Using the Boeing Classic text below, answer these:
(a) What aircraft flew over the 18th hole when the tournament began?
(b) Who was crowned the new champion?
(c) About how much money has the tournament raised over its 11-year history?

(Given text):
————

The Boeing Classic golf tournament near Seattle kicked off on Friday with the dramatic flyover of a 747-8 Intercontinental in Korean Air livery above the fairway of the TPC (Tournament Players Course) at Snoqualmie Ridge's 18th hole.
The three-day tournament, ended Sunday after a successful weekend with the crowning of a new champion, Billy Andrade.
And as Andrade headed home with his trophy, another significant victory was being celebrated. The Boeing Classic has now raised approximately $5.5 million over its 11-year history. The money benefits the Benaroya Research Institute at Virginia Mason, the Heart Institute at Virginia Mason Medical Center and other charities in the Greater Seattle area.
A key component of the Boeing Classic's success is its corps of nearly 1,000 volunteers who donate their time and talent to make the event work smoothly. Many are current or former Boeing employees who are passionate about both golf and giving back to the community.

————

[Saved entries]
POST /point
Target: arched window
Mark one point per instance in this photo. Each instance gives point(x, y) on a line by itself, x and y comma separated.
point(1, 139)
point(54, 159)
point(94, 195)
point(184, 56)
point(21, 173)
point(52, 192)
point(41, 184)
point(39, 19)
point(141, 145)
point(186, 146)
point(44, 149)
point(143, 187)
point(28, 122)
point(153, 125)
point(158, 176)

————

(Solved exercise):
(a) A 747-8 Intercontinental in Korean Air livery
(b) Billy Andrade
(c) Approximately $5.5 million